** Les consignes **
1 > Résumez en deux phrases l'extrait sur l'histoire de la Syrie.
2 > D'après l'extrait sur l'histoire de la Syrie, les affirmations suivantes sont-elles exactes ? Répondez par oui ou par non et citez les mots du texte qui tranchent. (a) En 1900, la Syrie existait déjà. (b) Damas a été la capitale de l'empire omeyyade. (c) Urfa se trouve aujourd'hui en Syrie.
3 > Rédigez la suite de l'extrait sur l'histoire de la Syrie, en partant de sa dernière phrase.

** Extrait de page **
· · · · ·

Quelques points d'histoire

La Syrie est un des plus vieux pays du monde, le nom est cité dans la bible, et les archéologues ont trouvé la trace de grandes villes plusieurs fois millénaires hautement civilisées. Le pays a été christianisé, faisant partie de l'Empire Romain d'Orient, l'influence grecque et phénicienne y a été énorme, puis la conquête arabe a apporté l'islam à la majorité de la population, et Damas est devenue la capitale de l'empire Omeyyades, le premier empire arabe.

Le pays est arabophone dans sa grande majorité, il est fondateur de la ligue arabe, et a toujours été très nationaliste, n'a t-il pas été le premier à secouer le joug colonial français en rejetant en négociant dès 1936 ? dès l'indépendance de 1946 n'a t-il rompu quasiment de suite les liens avec la France ? n'a t-il pas participé, voir initié, au nom de la solidarité arabe toutes les guerres avec Israël ? pourtant l'histoire n'est pas si simple.

carte

 

En 1900, la Syrie n'existait pas. Pas plus d'ailleurs que le Liban, l'Irak, Israël, la Palestine, ou la Jordanie ! cette carte représente les divisions administrative de l'Empire turque à cette époque. Alep était une ville de même importance de Damas, Urfa est aujourd'hui en Turquie, Dair az-zor en Syrie. Tripoli est au Liban, Lattakié en Syrie.

Les Syriens sont-ils arabes ? un correspondant syrien m'expliquait sur Internet un jour, «Je parle l'arabe, j'aime l'arabe car c'est la langue du prophète et des poètes, mais que voulez vous, mes ancêtres étaient des pionniers de la civilisation urbaine, ma culture n'a rien à voir avec celle d'un bédouin d'Arabie, je ne suis pas arabe, mais Syrien
L'État Syrien actuel englobe des terres arabophones découpées par des européens dans l'immense empire turc. Il n'y a pas d'homogénéité, comme tout le proche orient, la Syrie est un patchwork de peuples et de religions.

Comme dans toutes les terres d'empire, les gens vivent en communauté, on est d'abord sunnite, alaouite, maronite, orthodoxe, druze, chiite etc... . En orient la religion détermine l'identité avant tous les autres critères nationaux ou ethniques. Les nations sont récentes dans la région, et les peuples qui les composent forment au mieux des mosaïques quand tout est harmonieux, et au pire des patchworks .

L'histoire actuelle provoque des déchirements qui tendent à se foscilliser, et qui peuvent provoquer l'éclatement des états nations actuels, l'Irak est très menacée, mais elle est loin d'être seule.

Quand le peuple Syrien a-t-il été inventé ? (pour reprendre un ouvrage fameux de Shlomo Sand ) Il est assurément le mélange d'une culture millénaire, et d'un état récent, avec une intégration plus ou moins complète de nombreuses minorités. Un peu comme les autres états de la région, la Syrie peut éclater, comme l'Irak, le Liban ou la Turquie, mais rien n'est moins sûr.

· · · · ·

** Données enregistrées **
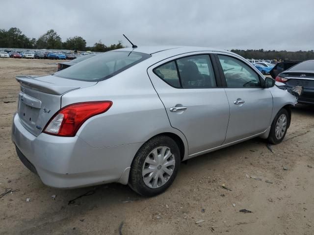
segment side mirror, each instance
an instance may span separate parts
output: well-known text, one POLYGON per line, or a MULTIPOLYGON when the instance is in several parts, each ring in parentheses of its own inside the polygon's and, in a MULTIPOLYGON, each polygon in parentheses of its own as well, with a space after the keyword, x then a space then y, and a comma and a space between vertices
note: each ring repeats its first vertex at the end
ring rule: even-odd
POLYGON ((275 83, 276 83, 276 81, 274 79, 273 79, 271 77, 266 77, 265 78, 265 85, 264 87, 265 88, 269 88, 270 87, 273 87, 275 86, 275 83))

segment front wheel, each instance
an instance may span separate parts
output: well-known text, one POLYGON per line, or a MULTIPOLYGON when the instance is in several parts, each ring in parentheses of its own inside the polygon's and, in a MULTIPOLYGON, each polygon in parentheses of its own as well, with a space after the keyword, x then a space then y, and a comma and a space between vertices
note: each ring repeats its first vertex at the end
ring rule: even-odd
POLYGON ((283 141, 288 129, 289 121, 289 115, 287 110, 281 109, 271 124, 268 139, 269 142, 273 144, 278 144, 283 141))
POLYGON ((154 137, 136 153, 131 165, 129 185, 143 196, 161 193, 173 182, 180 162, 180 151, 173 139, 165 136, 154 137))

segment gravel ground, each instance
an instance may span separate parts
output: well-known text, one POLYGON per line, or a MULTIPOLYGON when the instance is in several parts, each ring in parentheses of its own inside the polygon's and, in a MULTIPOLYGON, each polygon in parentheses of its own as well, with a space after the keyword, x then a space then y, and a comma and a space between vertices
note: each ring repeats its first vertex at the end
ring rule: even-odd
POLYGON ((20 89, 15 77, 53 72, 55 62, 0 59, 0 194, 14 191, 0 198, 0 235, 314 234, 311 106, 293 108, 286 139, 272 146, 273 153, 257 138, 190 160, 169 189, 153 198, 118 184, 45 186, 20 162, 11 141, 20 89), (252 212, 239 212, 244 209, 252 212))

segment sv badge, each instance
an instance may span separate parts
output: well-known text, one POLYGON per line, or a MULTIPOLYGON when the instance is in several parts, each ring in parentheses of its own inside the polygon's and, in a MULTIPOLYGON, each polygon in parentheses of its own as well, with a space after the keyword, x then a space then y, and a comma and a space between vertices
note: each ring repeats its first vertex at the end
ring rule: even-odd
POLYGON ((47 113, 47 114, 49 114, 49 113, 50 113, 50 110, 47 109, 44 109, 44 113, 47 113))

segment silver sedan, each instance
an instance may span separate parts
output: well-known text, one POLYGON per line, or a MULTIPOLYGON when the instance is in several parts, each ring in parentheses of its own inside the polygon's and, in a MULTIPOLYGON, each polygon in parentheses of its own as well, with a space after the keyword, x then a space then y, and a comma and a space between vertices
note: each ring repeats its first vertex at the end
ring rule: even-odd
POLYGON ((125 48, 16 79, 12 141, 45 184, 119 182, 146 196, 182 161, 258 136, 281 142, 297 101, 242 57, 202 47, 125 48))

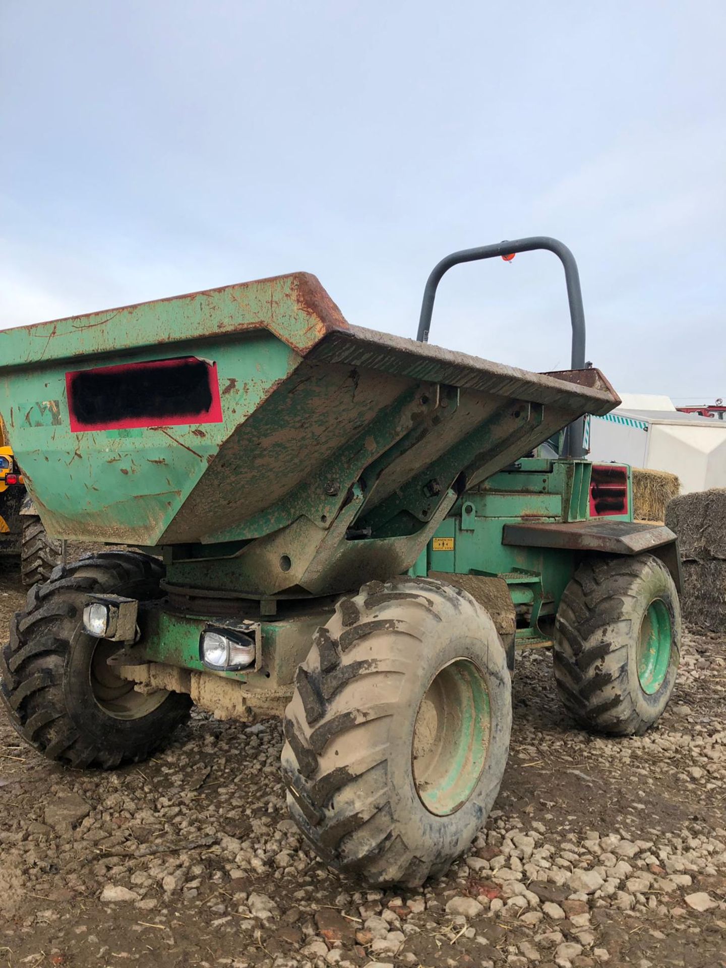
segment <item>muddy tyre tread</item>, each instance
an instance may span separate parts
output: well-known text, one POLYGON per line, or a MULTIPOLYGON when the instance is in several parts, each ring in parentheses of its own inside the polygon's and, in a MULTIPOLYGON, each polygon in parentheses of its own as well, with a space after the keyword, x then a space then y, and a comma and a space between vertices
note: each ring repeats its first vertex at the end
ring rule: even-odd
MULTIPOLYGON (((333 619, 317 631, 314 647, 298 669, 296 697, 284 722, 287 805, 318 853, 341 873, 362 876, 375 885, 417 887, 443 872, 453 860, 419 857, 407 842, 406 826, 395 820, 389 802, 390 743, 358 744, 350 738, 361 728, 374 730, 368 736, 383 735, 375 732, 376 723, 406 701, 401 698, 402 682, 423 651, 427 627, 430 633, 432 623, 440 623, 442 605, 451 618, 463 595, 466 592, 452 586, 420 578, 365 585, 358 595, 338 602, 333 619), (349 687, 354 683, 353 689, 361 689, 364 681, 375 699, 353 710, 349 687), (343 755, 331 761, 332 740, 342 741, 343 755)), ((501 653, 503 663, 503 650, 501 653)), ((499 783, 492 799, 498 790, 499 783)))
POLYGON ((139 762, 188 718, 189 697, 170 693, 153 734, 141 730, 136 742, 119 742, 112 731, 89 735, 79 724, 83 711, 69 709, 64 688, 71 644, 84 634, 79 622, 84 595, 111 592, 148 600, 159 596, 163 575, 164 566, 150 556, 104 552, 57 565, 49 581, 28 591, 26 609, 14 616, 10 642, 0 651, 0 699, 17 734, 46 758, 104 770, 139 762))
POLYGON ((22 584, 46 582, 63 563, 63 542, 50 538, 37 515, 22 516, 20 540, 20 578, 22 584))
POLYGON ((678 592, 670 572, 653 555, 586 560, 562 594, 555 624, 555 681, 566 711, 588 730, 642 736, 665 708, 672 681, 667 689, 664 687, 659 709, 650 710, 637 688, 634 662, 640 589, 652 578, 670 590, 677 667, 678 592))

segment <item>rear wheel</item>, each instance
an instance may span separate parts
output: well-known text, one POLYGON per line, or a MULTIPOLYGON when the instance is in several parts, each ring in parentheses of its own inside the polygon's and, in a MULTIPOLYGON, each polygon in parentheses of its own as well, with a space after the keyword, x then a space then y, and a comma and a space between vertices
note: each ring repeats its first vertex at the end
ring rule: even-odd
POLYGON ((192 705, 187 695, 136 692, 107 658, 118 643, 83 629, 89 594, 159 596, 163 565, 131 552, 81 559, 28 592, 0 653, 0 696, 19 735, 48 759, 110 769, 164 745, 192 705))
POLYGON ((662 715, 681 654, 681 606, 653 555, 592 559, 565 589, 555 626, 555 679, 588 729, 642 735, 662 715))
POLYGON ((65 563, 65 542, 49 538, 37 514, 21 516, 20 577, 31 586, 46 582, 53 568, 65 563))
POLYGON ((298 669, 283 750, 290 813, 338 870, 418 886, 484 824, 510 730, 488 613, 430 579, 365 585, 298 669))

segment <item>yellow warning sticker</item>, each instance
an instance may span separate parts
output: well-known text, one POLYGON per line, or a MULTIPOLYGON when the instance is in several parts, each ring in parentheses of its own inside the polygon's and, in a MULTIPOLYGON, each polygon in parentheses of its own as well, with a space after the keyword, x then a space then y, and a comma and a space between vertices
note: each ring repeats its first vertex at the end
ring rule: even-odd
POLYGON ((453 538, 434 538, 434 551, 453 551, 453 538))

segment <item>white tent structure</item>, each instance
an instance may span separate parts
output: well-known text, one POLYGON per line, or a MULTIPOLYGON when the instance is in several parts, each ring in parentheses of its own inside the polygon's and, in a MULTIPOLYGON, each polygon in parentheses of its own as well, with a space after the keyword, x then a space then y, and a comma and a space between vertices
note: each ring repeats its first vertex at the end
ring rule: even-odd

· · · · ·

** Résultats **
1 > La Syrie est un pays très ancien, christianisé au sein de l'Empire romain d'Orient et marqué par les influences grecque et phénicienne, puis islamisé par la conquête arabe, mais l'État actuel regroupe des terres découpées par des Européens dans l'Empire turc. Sa population forme un patchwork de peuples et de religions où la religion détermine l'identité avant tout autre critère, et le pays pourrait éclater comme d'autres États de la région, sans que rien soit moins sûr.

2 >
(a) Non : « En 1900, la Syrie n'existait pas. »
(b) Oui : « Damas est devenue la capitale de l'empire Omeyyades, le premier empire arabe ».
(c) Non : « Urfa est aujourd'hui en Turquie ».

3 >
Les alliances syriennes

Hafez el Assad a été formé en Union Soviétique, où il a conservé d'excellents contacts, pour cela il a concédé à Moscou la base de Tartous . Son fils, Bachar continue cette alliance. Aujourd'hui, la Russie est un excellent allié de la Syrie, qui lui fournit des armes, et qui n'acceptera pas un changement de régime qui lui soit défavorable.

 

La famille Assad est Alaouite, une minorité importante de Syrie, leur religion est très éloignée de l'islam Sunnite. Est-ce pour cela ? mais Assad père et fils ont noué de bonnes relations avec l'Iran, et avec la communauté chiite du Liban. Le Liban, est un morceau de la Syrie détaché par les français en 1920 dans le but de donner un état refuge pour les chrétiens de Syrie qui étaient régulièrement l'objet de persécutions. Rien ne distingue foncièrement les populations syriennes et libanaises, et la famille Assad a toujours rêvé de réunifier les deux pays, et n'a pas hésité, le cas échéant, à participer aux guerres civiles, ou à provoquer des attentats spectaculaires.

Naturellement, le clan Assad soutient le Hezbollah, les armes iraniennes passent par la Syrie, en ayant le contrôle de cette importante milice, plus des appuis sérieux auprès de grands féodaux chrétiens ou musulmans, Damas espère tôt ou tard reunifier la Syrie en récupérant le Liban qui se vide lentement de ses éléments chrétiens et pro-occidentaux.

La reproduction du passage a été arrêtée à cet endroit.